▶ _Aim of the task_: Could you please return each line of the data that has the word "pixels"?

▶ _Records from a data source_:
★ ★ ★ ★ ★ ★ ★

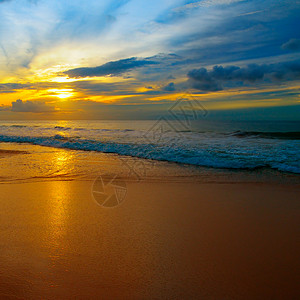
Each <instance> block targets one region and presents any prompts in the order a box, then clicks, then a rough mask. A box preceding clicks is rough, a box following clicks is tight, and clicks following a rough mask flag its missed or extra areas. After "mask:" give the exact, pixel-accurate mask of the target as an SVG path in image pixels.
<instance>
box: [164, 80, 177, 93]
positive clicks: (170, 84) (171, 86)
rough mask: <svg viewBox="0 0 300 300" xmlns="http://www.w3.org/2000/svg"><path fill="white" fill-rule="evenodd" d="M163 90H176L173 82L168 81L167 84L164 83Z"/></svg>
mask: <svg viewBox="0 0 300 300" xmlns="http://www.w3.org/2000/svg"><path fill="white" fill-rule="evenodd" d="M163 90H164V91H166V92H173V91H175V90H176V88H175V84H174V82H170V83H169V84H168V85H166V86H165V87H164V88H163Z"/></svg>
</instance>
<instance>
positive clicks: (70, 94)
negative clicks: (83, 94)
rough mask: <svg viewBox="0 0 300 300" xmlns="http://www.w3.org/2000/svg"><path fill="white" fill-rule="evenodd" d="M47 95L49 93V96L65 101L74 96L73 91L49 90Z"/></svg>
mask: <svg viewBox="0 0 300 300" xmlns="http://www.w3.org/2000/svg"><path fill="white" fill-rule="evenodd" d="M48 93H50V96H52V97H57V98H60V99H66V98H70V97H72V96H74V90H73V89H51V90H48Z"/></svg>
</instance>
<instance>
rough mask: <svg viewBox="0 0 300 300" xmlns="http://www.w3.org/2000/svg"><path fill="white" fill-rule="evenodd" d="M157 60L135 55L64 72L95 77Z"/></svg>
mask: <svg viewBox="0 0 300 300" xmlns="http://www.w3.org/2000/svg"><path fill="white" fill-rule="evenodd" d="M157 63H158V62H155V61H151V60H147V59H138V58H136V57H131V58H126V59H121V60H117V61H110V62H108V63H106V64H104V65H101V66H98V67H95V68H76V69H71V70H68V71H66V72H65V73H64V74H66V75H68V76H69V77H73V78H79V77H96V76H108V75H109V76H118V75H121V74H123V73H126V72H128V71H131V70H132V69H135V68H139V67H143V66H146V65H151V64H157Z"/></svg>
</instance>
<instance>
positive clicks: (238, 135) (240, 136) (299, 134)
mask: <svg viewBox="0 0 300 300" xmlns="http://www.w3.org/2000/svg"><path fill="white" fill-rule="evenodd" d="M229 135H231V136H236V137H239V138H244V137H260V138H267V139H285V140H300V132H299V131H296V132H263V131H235V132H233V133H230V134H229Z"/></svg>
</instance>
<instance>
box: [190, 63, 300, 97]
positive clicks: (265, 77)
mask: <svg viewBox="0 0 300 300" xmlns="http://www.w3.org/2000/svg"><path fill="white" fill-rule="evenodd" d="M187 76H188V78H189V80H188V81H189V83H190V85H191V86H192V87H193V88H195V89H198V90H203V91H219V90H223V89H224V88H225V87H230V86H234V85H240V86H242V85H246V84H252V83H255V82H262V81H266V82H270V81H277V80H282V81H288V80H297V79H300V62H299V61H294V62H285V63H277V64H269V65H266V64H264V65H257V64H251V65H248V66H247V67H244V68H241V67H238V66H226V67H223V66H214V67H213V69H212V70H207V69H206V68H200V69H194V70H191V71H190V72H188V74H187Z"/></svg>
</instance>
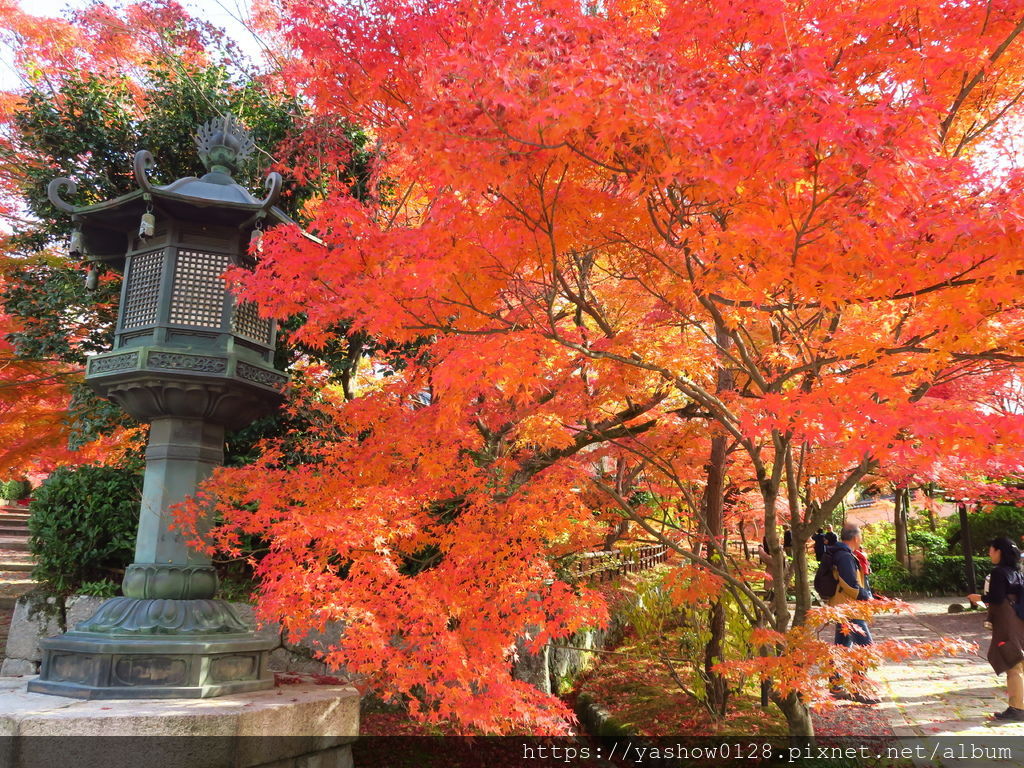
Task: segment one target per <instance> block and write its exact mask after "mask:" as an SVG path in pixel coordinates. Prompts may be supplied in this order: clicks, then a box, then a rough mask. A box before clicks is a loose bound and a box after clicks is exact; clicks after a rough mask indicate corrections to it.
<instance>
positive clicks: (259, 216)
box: [47, 116, 295, 268]
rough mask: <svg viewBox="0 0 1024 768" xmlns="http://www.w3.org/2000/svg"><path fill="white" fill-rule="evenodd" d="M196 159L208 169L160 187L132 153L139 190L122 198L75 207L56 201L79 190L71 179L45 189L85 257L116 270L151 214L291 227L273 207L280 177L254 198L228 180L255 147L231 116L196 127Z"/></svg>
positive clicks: (148, 160)
mask: <svg viewBox="0 0 1024 768" xmlns="http://www.w3.org/2000/svg"><path fill="white" fill-rule="evenodd" d="M196 144H197V148H198V150H199V155H200V158H201V159H202V161H203V164H204V165H205V166H206V168H207V173H206V174H205V175H203V176H201V177H196V176H188V177H185V178H180V179H178V180H176V181H173V182H171V183H170V184H166V185H163V186H160V185H157V184H154V183H152V182H151V181H150V179H148V178H147V177H146V171H147V170H148V169H150V168H152V167H153V164H154V158H153V155H152V154H151V153H150V152H148V151H147V150H141V151H139V152H138V153H136V154H135V160H134V163H133V170H134V175H135V182H136V183H137V184H138V188H137V189H135V190H133V191H130V193H128V194H127V195H122V196H121V197H118V198H114V199H112V200H106V201H103V202H101V203H95V204H93V205H90V206H76V205H73V204H71V203H68V202H67V201H65V200H62V199H61V198H60V194H61V191H65V190H67V191H68V193H71V194H74V193H75V191H76V190H77V188H78V185H77V184H76V183H75V181H73V180H72V179H70V178H55V179H53V180H52V181H50V183H49V186H48V187H47V196H48V197H49V200H50V202H51V203H52V204H53V205H54V206H55V207H56V208H58V209H59V210H61V211H65V212H67V213H70V214H72V216H73V220H74V221H75V223H76V225H77V226H78V227H79V228H81V230H82V234H83V238H84V240H85V242H86V246H87V250H88V252H89V258H90V259H91V260H94V261H103V262H108V263H110V264H112V265H114V266H115V268H120V267H121V266H122V265H123V264H124V258H125V251H126V244H127V239H128V238H129V237H131V236H132V234H134V232H135V230H137V228H138V221H139V216H140V215H141V214H142V213H145V212H148V211H152V212H154V213H156V214H158V215H160V214H164V215H167V216H170V217H173V218H177V219H181V220H186V221H188V222H190V223H195V224H199V225H201V226H202V225H203V224H214V225H218V226H238V227H239V228H240V229H242V228H246V227H252V226H255V225H256V224H257V222H260V221H262V222H263V223H264V224H268V225H273V224H278V223H295V222H294V221H293V220H292V219H291V218H290V217H289V216H288V215H287V214H286V213H285V212H284V211H282V210H281V209H280V208H278V207H276V206H275V205H274V204H275V203H276V201H278V198H279V197H280V195H281V187H282V178H281V174H280V173H270V174H268V175H267V177H266V180H265V182H264V187H265V189H266V197H264V198H262V199H258V198H256V197H254V196H253V195H252V194H251V193H250V191H249V190H248V189H246V188H245V187H243V186H241V185H240V184H239V183H238V182H236V181H234V179H233V178H232V177H231V173H232V172H233V171H237V170H238V169H239V167H240V166H241V165H242V164H243V163H244V162H245V160H246V159H247V158H248V157H249V155H251V153H252V151H253V150H254V148H255V142H254V140H253V138H252V134H251V133H250V132H249V131H248V130H247V129H245V128H244V127H243V126H242V125H241V123H239V122H238V121H237V120H236V119H234V118H233V117H231V116H227V117H224V118H215V119H213V120H211V121H209V122H208V123H206V124H204V125H203V126H201V127H200V129H199V131H198V134H197V137H196Z"/></svg>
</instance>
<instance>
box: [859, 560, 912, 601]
mask: <svg viewBox="0 0 1024 768" xmlns="http://www.w3.org/2000/svg"><path fill="white" fill-rule="evenodd" d="M867 559H868V562H870V564H871V575H870V583H871V589H872V590H873V591H876V592H879V593H881V594H883V595H889V594H898V593H901V592H909V591H911V590H912V589H913V587H912V586H911V580H910V572H909V571H908V570H907V569H906V568H904V567H903V566H902V565H900V564H899V562H898V561H897V560H896V555H894V554H893V553H892V552H876V553H874V554H872V555H869V556H868V558H867Z"/></svg>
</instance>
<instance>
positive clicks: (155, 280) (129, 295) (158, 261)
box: [121, 251, 164, 331]
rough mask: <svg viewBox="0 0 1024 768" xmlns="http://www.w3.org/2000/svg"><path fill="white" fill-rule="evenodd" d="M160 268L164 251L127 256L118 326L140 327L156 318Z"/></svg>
mask: <svg viewBox="0 0 1024 768" xmlns="http://www.w3.org/2000/svg"><path fill="white" fill-rule="evenodd" d="M163 272H164V252H163V251H148V252H146V253H137V254H135V255H134V256H132V257H131V262H130V265H129V267H128V286H127V287H126V288H125V308H124V313H123V315H122V317H121V328H122V330H125V331H127V330H129V329H132V328H144V327H145V326H152V325H153V324H155V323H156V322H157V315H158V312H159V310H160V279H161V276H162V275H163Z"/></svg>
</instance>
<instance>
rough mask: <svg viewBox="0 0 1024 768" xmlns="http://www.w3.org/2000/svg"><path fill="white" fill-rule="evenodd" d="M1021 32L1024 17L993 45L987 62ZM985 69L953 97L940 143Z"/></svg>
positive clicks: (968, 81)
mask: <svg viewBox="0 0 1024 768" xmlns="http://www.w3.org/2000/svg"><path fill="white" fill-rule="evenodd" d="M1021 32H1024V18H1021V20H1020V22H1018V23H1017V26H1016V27H1014V28H1013V29H1012V30H1011V31H1010V34H1009V35H1007V37H1006V39H1005V40H1004V41H1002V42H1001V43H999V44H998V45H997V46H996V47H995V50H993V51H992V52H991V54H989V56H988V63H989V65H993V63H995V62H996V61H997V60H998V58H999V57H1000V56H1001V55H1002V54H1004V53H1006V51H1007V48H1009V47H1010V45H1011V44H1012V43H1013V42H1014V40H1016V39H1017V36H1018V35H1020V34H1021ZM986 69H987V68H986V67H982V68H981V69H979V70H978V72H976V73H975V75H974V77H973V78H971V80H970V81H968V82H967V83H966V84H965V85H964V86H963V87H962V88H961V90H959V93H957V94H956V97H955V98H954V99H953V102H952V104H951V105H950V108H949V112H948V114H947V115H946V117H945V119H944V120H943V121H942V123H941V124H940V125H939V140H940V141H941V142H942V143H945V140H946V135H947V134H948V133H949V129H950V128H951V127H952V124H953V122H954V121H955V120H956V115H957V114H958V113H959V111H961V108H963V106H964V102H965V101H966V100H967V98H968V96H970V95H971V91H973V90H974V89H975V88H976V87H977V86H978V84H979V83H981V81H982V80H983V79H984V77H985V70H986Z"/></svg>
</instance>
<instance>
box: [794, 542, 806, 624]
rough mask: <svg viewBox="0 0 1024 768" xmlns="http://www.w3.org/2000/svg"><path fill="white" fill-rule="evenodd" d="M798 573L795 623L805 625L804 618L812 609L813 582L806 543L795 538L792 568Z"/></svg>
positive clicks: (796, 575)
mask: <svg viewBox="0 0 1024 768" xmlns="http://www.w3.org/2000/svg"><path fill="white" fill-rule="evenodd" d="M791 568H792V570H793V572H794V573H796V585H795V588H796V590H797V605H796V609H795V611H794V618H793V623H794V624H795V625H797V624H803V623H804V616H805V615H807V611H809V610H810V609H811V580H810V579H809V578H808V573H807V547H806V542H805V541H798V537H797V536H794V537H793V564H792V566H791Z"/></svg>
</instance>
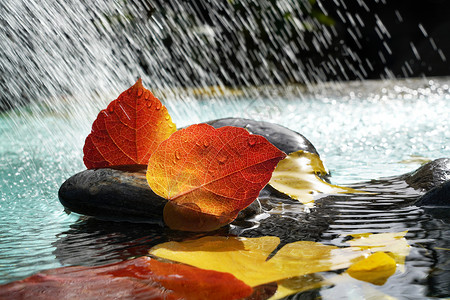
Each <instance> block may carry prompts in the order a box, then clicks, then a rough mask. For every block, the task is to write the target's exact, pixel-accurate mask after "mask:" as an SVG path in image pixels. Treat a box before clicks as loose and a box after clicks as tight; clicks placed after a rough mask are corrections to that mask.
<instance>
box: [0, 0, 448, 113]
mask: <svg viewBox="0 0 450 300" xmlns="http://www.w3.org/2000/svg"><path fill="white" fill-rule="evenodd" d="M449 16H450V1H448V0H428V1H418V0H371V1H363V0H352V1H344V0H333V1H331V0H330V1H316V0H285V1H282V0H269V1H256V0H215V1H210V0H196V1H183V0H176V1H163V0H154V1H152V0H134V1H125V0H124V1H116V0H103V1H102V2H98V1H93V0H82V1H63V2H61V3H60V2H58V1H50V0H44V1H39V2H34V1H24V2H20V1H19V2H17V1H15V0H5V1H2V2H1V3H0V25H1V26H0V92H1V93H0V111H1V110H5V109H9V108H12V107H17V106H20V105H22V104H27V103H30V102H36V101H40V99H44V98H51V97H58V98H61V97H64V96H66V95H80V94H83V93H90V92H92V93H98V94H100V95H101V94H104V93H105V90H106V91H111V90H123V89H124V88H126V87H128V86H130V84H132V83H133V82H134V81H135V80H136V78H137V77H139V76H140V77H142V78H143V80H144V82H147V83H148V85H149V86H150V87H151V88H171V87H205V86H211V85H222V86H223V85H225V86H230V87H238V88H239V87H243V86H259V85H271V84H278V85H284V84H292V83H299V84H306V85H310V84H314V83H316V82H324V81H348V80H365V79H384V78H387V79H390V78H406V77H422V76H448V75H450V39H449V32H450V21H449Z"/></svg>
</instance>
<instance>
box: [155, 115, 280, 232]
mask: <svg viewBox="0 0 450 300" xmlns="http://www.w3.org/2000/svg"><path fill="white" fill-rule="evenodd" d="M285 156H286V155H285V154H284V153H283V152H282V151H280V150H278V149H277V148H276V147H275V146H273V145H272V144H271V143H270V142H269V141H267V140H266V139H265V138H264V137H262V136H259V135H252V134H250V133H249V132H248V131H247V130H245V129H243V128H238V127H222V128H219V129H215V128H213V127H212V126H210V125H207V124H198V125H192V126H190V127H188V128H186V129H183V130H179V131H177V132H176V133H174V134H173V135H171V136H170V138H169V139H167V140H166V141H164V142H162V143H161V144H160V145H159V147H158V148H157V149H156V151H155V152H154V153H153V155H152V156H151V158H150V161H149V165H148V170H147V180H148V182H149V184H150V187H151V188H152V190H153V191H154V192H155V193H157V194H158V195H160V196H162V197H164V198H166V199H168V200H170V201H169V202H168V204H167V205H166V207H165V209H164V220H165V222H166V224H167V225H168V226H169V227H171V228H173V229H182V230H190V231H205V230H213V229H216V228H218V227H220V226H223V225H225V224H228V223H230V222H231V221H232V220H234V218H236V216H237V214H238V212H239V211H240V210H242V209H244V208H245V207H247V206H248V205H250V204H251V203H252V202H253V201H254V200H255V199H256V197H257V196H258V194H259V192H260V191H261V189H262V188H263V187H264V186H265V185H266V184H267V182H268V181H269V180H270V177H271V176H272V172H273V170H274V168H275V166H276V165H277V163H278V162H279V161H280V160H281V159H283V158H284V157H285Z"/></svg>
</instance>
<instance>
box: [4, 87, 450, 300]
mask: <svg viewBox="0 0 450 300" xmlns="http://www.w3.org/2000/svg"><path fill="white" fill-rule="evenodd" d="M144 84H145V83H144ZM449 85H450V80H449V79H446V78H441V79H433V80H429V79H427V80H425V79H420V80H411V81H379V82H365V83H348V84H329V85H326V84H323V85H320V86H316V87H315V90H313V91H304V90H303V89H302V88H301V87H286V88H284V89H283V90H280V89H274V88H271V87H262V88H260V89H258V90H256V91H255V90H253V91H244V92H243V94H242V95H236V94H235V93H231V94H230V95H227V96H223V95H222V96H211V97H202V98H200V99H194V98H193V97H192V96H187V95H186V96H180V95H178V96H176V95H175V96H174V95H173V94H168V95H169V96H166V97H164V98H163V97H160V98H161V100H162V101H163V103H164V104H165V105H166V106H167V107H168V110H169V113H170V114H171V115H172V118H173V120H174V121H175V122H176V123H177V125H178V126H179V127H181V126H185V125H188V124H191V123H197V122H201V121H207V120H210V119H215V118H221V117H230V116H232V117H246V118H253V119H257V120H266V121H272V122H276V123H280V124H282V125H285V126H287V127H289V128H291V129H293V130H296V131H299V132H300V133H302V134H303V135H305V136H306V137H307V138H308V139H309V140H310V141H311V142H312V143H313V144H314V145H315V147H316V148H317V150H318V151H319V153H320V154H321V157H322V159H323V161H324V162H325V165H326V166H327V167H328V168H329V169H330V170H331V173H332V182H333V183H338V184H348V183H352V182H360V181H365V180H369V179H372V178H379V177H383V176H390V175H399V174H402V173H406V172H409V171H412V170H415V169H416V168H417V167H419V166H420V163H421V162H423V161H424V160H427V159H436V158H439V157H450V131H449V127H450V105H449V102H450V89H449ZM112 94H113V95H114V93H112ZM117 95H118V93H117V94H115V96H112V97H110V96H108V97H98V96H97V97H94V96H93V97H92V99H89V100H90V101H97V102H96V103H93V104H90V105H86V106H83V104H82V103H83V101H86V99H81V100H80V99H76V98H73V99H72V98H70V99H63V100H55V104H54V105H53V106H52V107H42V106H31V107H29V108H28V109H26V110H22V111H16V112H10V113H8V114H4V115H2V116H0V128H1V130H0V191H1V198H0V283H6V282H10V281H13V280H16V279H20V278H23V277H26V276H29V275H31V274H33V273H35V272H37V271H39V270H43V269H48V268H54V267H59V266H61V265H75V264H84V265H99V264H104V263H108V262H114V261H120V260H123V259H126V258H129V257H133V256H139V255H143V254H146V253H147V251H148V249H149V248H150V247H151V246H153V245H156V244H158V243H161V242H164V241H167V240H168V239H170V240H182V239H184V238H186V237H187V236H190V237H192V236H193V235H192V234H183V233H177V232H172V231H170V230H167V229H165V228H161V227H158V226H152V225H137V224H128V223H114V222H102V221H97V220H94V219H84V218H80V216H78V215H76V214H70V215H67V214H66V213H65V212H64V209H63V207H62V206H61V205H60V203H59V201H58V198H57V191H58V189H59V186H60V185H61V184H62V182H64V180H66V179H67V178H68V177H69V176H71V175H73V174H75V173H76V172H79V171H81V170H83V169H84V166H83V163H82V147H83V143H84V138H85V137H86V136H87V134H88V133H89V131H90V127H91V123H92V121H93V119H94V118H95V115H96V113H97V111H98V110H97V109H100V108H102V107H103V106H105V104H106V103H107V102H109V101H110V100H112V99H114V97H116V96H117ZM374 184H375V183H374ZM392 187H396V188H395V191H385V192H386V194H385V195H384V196H383V197H378V198H373V197H372V198H371V197H367V196H361V195H360V196H357V197H353V199H352V201H351V202H349V201H348V200H349V199H348V198H347V197H346V196H341V197H339V198H333V199H328V198H323V199H321V200H320V201H319V202H318V203H320V206H319V207H320V209H316V210H313V211H311V212H305V211H304V210H303V209H302V208H301V207H300V206H298V205H292V204H291V203H289V202H286V201H285V200H282V199H281V200H279V201H280V203H281V204H279V205H278V206H273V205H271V204H270V203H269V202H270V200H267V201H268V202H266V203H264V201H262V204H263V207H264V205H265V207H266V208H267V209H268V210H270V211H268V216H269V217H267V218H265V219H261V220H259V221H258V223H255V224H256V225H255V224H247V225H255V228H253V229H250V230H242V228H241V227H240V226H241V225H242V224H237V225H235V226H232V227H231V228H224V229H223V230H221V231H219V232H217V233H216V234H226V233H228V232H231V233H237V234H241V235H243V236H257V235H278V236H280V237H281V238H282V241H283V242H284V243H288V242H293V241H296V240H300V239H304V240H314V241H322V242H326V243H328V244H335V245H341V244H342V243H343V242H342V238H341V237H340V235H341V234H349V233H358V232H372V233H378V232H392V231H404V230H408V233H407V235H406V238H407V239H408V242H409V243H410V244H411V246H412V250H411V254H410V255H409V256H408V258H407V261H406V272H405V273H402V274H396V275H394V276H393V277H392V278H391V279H390V280H389V282H388V284H386V285H384V286H382V287H379V290H380V291H384V292H386V293H387V294H389V295H392V296H399V297H400V298H402V295H417V296H418V297H425V296H441V297H444V296H445V297H448V296H450V291H449V287H448V284H447V283H448V280H449V277H450V275H449V274H450V271H449V266H448V260H449V254H448V249H449V248H450V243H449V241H450V238H449V237H450V236H449V235H450V225H449V224H450V215H449V213H447V212H446V211H445V210H433V209H420V208H417V207H415V206H411V205H409V204H410V202H411V201H410V200H411V199H412V198H413V197H416V196H415V195H409V194H408V193H409V192H408V191H407V190H404V187H402V186H401V185H397V186H395V185H392ZM274 207H275V208H274ZM280 213H281V214H282V215H283V217H282V218H281V217H280V216H279V214H280ZM244 225H245V224H244ZM194 236H195V235H194ZM393 287H395V289H394V290H393ZM355 289H358V287H355ZM336 290H337V291H336ZM336 292H337V293H338V294H339V295H342V298H345V297H351V296H352V295H349V294H348V291H342V290H339V287H335V288H331V289H326V290H323V291H321V292H320V295H321V296H322V297H325V298H327V299H335V298H334V297H333V295H336Z"/></svg>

★ ★ ★ ★ ★ ★ ★

▶ _Response area_:
Each <instance> block targets one region and presents any prompts in the order a box, then clicks, then a rough mask. A box preceding clicks is rough, a box following clicks is tight, and clicks following a rough mask flag its missed or extra areas. After "mask:" give the exact, pixel-accurate mask of the target as an SVG path in image pixels.
Each <instance> block may carry prompts in the order a box, then clicks, then a rough mask. For every block, the task is to write the target's exact, pixel-accurate mask after "mask:" as an SVG path in image pixels. Treat a box before clicks as loose and a box after clicks as tight; clicks placed after a rough mask are corrections to that mask.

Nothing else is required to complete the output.